> _GOAL OF THE EXERCISE_
Output, with no changes, the span of lines that opens with the line containing "Put a dot on each instance of the wet pavement" and closes with the last line.

> _INPUT MATERIAL_
■ ■ ■ ■ ■
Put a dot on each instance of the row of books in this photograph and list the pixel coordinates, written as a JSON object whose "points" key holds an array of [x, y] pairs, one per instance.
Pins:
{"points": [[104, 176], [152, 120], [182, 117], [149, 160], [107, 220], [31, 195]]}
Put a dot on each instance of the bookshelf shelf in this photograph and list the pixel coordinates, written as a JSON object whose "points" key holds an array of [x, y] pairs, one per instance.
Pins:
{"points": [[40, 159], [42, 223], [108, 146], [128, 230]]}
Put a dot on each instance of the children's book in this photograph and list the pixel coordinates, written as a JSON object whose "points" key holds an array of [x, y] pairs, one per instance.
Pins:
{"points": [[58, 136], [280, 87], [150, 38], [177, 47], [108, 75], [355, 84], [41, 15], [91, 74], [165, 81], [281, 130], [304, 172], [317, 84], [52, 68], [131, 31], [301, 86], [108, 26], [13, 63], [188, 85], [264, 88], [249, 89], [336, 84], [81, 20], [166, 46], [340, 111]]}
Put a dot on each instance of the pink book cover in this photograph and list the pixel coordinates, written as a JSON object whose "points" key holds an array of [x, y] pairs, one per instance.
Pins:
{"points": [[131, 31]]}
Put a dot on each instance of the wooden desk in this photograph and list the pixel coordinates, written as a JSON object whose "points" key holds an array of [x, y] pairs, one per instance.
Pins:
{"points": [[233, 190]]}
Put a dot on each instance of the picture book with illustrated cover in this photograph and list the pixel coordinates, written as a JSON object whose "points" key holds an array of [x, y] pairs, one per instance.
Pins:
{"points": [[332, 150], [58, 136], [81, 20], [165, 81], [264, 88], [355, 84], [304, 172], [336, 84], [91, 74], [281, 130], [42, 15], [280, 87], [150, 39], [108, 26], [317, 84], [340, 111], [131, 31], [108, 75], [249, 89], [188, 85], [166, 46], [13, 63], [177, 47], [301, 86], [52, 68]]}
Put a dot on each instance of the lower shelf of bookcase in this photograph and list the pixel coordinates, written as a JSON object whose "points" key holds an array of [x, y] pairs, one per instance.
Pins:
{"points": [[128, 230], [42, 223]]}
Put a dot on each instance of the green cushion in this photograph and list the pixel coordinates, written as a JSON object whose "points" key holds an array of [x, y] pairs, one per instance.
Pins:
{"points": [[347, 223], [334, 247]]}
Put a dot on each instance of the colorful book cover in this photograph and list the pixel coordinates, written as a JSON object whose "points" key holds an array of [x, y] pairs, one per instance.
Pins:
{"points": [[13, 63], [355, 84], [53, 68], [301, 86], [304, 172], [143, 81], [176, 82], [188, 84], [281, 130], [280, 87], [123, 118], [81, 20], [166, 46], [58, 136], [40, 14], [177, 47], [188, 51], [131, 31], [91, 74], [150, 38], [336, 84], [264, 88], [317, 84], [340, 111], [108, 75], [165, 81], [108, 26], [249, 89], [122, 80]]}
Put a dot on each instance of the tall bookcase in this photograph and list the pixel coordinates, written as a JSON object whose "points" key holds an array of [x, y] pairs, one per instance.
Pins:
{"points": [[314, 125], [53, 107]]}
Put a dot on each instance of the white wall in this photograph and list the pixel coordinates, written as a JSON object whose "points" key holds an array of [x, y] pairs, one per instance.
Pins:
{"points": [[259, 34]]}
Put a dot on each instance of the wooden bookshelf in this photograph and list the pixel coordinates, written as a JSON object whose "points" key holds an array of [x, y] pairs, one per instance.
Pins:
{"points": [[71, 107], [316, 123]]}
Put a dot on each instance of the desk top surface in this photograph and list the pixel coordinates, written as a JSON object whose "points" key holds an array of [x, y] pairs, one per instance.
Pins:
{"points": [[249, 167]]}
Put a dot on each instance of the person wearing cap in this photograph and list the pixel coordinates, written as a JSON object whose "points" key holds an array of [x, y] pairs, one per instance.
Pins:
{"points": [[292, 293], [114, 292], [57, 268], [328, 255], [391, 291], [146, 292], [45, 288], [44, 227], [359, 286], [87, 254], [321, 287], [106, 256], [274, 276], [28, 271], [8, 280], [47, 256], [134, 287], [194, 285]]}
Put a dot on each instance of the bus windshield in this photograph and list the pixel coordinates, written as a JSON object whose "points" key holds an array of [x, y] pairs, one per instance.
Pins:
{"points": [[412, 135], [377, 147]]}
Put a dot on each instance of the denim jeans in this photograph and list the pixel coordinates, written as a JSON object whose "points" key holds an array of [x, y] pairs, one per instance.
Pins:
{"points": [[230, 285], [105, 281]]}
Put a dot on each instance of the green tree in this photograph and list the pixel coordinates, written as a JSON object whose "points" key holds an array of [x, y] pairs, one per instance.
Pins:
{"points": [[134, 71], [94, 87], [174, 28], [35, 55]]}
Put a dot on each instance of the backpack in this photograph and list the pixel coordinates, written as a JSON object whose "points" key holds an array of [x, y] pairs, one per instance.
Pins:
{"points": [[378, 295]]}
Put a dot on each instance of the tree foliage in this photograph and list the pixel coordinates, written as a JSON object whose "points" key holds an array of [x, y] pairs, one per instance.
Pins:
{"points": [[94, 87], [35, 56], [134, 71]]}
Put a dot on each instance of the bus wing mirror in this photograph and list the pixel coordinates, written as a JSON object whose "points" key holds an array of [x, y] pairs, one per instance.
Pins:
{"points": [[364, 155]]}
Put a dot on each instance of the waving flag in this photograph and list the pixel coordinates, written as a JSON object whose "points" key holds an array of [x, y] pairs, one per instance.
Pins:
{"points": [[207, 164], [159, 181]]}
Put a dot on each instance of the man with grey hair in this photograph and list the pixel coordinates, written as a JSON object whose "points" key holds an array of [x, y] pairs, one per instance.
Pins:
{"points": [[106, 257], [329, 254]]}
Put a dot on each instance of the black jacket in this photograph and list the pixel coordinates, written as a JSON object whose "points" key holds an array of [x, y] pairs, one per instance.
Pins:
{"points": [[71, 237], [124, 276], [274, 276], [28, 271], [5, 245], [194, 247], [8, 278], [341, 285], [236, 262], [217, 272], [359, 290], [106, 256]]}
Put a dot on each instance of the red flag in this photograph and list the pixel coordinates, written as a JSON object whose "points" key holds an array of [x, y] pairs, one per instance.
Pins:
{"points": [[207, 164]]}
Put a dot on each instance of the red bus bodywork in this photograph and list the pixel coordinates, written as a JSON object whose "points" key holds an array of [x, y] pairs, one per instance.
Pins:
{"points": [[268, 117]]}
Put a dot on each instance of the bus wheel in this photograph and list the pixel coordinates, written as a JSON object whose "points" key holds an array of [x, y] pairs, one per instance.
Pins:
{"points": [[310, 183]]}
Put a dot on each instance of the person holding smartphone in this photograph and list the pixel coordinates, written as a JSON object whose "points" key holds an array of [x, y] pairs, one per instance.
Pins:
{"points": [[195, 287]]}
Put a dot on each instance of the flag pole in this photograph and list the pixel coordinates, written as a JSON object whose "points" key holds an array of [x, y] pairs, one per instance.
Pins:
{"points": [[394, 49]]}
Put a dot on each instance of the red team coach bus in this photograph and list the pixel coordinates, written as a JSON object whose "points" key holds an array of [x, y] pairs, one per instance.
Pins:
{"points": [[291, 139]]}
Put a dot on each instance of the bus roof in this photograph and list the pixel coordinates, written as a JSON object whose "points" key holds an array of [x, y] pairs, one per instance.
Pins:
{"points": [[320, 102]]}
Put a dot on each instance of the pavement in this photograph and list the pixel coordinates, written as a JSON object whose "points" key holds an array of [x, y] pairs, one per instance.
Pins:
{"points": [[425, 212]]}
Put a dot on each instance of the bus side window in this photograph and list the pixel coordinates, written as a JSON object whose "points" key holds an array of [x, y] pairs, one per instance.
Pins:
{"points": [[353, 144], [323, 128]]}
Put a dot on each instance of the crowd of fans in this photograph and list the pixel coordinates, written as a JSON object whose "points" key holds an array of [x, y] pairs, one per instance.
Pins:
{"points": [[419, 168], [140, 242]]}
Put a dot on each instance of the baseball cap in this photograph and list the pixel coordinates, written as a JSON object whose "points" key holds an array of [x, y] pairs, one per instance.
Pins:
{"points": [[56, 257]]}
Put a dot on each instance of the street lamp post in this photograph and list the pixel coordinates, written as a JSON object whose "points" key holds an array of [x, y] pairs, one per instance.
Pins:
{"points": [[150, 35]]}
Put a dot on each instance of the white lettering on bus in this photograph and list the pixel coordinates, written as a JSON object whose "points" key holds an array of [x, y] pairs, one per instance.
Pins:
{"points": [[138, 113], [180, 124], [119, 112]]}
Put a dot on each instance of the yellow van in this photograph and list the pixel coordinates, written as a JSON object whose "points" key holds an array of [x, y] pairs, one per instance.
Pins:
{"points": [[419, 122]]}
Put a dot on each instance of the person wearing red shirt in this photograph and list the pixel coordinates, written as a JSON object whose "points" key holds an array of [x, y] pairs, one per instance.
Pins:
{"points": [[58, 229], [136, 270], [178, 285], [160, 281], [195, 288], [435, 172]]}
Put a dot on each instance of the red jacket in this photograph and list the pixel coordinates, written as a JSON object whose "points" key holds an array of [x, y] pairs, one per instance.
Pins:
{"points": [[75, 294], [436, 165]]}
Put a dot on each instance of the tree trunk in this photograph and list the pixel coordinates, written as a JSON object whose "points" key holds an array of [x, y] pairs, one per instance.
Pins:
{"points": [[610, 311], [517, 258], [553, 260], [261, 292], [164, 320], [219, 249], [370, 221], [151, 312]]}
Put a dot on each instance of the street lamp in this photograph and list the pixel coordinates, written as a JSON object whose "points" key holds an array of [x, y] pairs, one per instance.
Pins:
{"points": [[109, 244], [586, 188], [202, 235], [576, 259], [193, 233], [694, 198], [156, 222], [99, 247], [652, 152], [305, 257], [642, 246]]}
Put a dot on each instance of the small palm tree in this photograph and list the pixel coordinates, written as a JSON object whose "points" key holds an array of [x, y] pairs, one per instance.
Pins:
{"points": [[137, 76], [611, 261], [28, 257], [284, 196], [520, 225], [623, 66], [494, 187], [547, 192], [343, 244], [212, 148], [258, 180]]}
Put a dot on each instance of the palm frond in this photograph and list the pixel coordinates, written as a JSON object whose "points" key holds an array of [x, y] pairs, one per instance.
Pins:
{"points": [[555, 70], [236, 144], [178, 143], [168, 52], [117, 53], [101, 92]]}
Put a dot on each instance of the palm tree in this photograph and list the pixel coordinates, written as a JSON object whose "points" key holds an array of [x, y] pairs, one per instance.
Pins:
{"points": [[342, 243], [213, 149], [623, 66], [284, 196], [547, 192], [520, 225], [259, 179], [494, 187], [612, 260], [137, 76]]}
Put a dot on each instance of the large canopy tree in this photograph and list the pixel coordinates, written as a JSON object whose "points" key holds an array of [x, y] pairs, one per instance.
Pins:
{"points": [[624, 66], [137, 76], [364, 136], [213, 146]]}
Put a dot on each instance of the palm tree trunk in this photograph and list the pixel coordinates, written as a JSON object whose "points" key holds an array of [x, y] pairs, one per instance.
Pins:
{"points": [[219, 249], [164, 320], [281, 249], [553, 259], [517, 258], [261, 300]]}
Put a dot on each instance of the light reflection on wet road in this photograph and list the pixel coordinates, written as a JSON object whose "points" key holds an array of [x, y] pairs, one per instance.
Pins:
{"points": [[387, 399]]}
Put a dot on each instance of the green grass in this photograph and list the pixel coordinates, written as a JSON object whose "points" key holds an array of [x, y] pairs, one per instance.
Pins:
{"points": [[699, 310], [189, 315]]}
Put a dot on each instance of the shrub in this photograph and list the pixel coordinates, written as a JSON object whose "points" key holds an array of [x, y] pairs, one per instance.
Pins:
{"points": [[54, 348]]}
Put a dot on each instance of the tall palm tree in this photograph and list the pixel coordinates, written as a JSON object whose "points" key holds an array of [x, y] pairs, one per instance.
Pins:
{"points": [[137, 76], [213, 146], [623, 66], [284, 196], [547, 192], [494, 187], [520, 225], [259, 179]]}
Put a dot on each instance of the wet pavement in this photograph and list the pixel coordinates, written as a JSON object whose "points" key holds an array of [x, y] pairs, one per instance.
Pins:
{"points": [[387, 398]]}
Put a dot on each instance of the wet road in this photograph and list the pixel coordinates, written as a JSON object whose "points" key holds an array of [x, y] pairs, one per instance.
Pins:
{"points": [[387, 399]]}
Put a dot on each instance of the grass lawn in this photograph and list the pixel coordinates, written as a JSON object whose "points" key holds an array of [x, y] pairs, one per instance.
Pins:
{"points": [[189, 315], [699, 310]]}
■ ■ ■ ■ ■
> _RESPONSE_
Put a dot on each instance of the wet pavement in this photograph and list the pixel coordinates, written as a JSON object whose "points" key holds an array of [x, y] pairs, one per instance.
Pins:
{"points": [[387, 398]]}
Put a dot on each instance of the wet road in this photograph and list the pixel coordinates, written as a JSON object whose "points" key holds an array of [x, y] pairs, one per instance.
Pins:
{"points": [[387, 399]]}
Put a dot on each instance of the grass lawn in this photograph and list the pixel coordinates, written as a JSON object whose "points" key holds an array of [x, y] pairs, one per instance.
Pins:
{"points": [[189, 315], [699, 310]]}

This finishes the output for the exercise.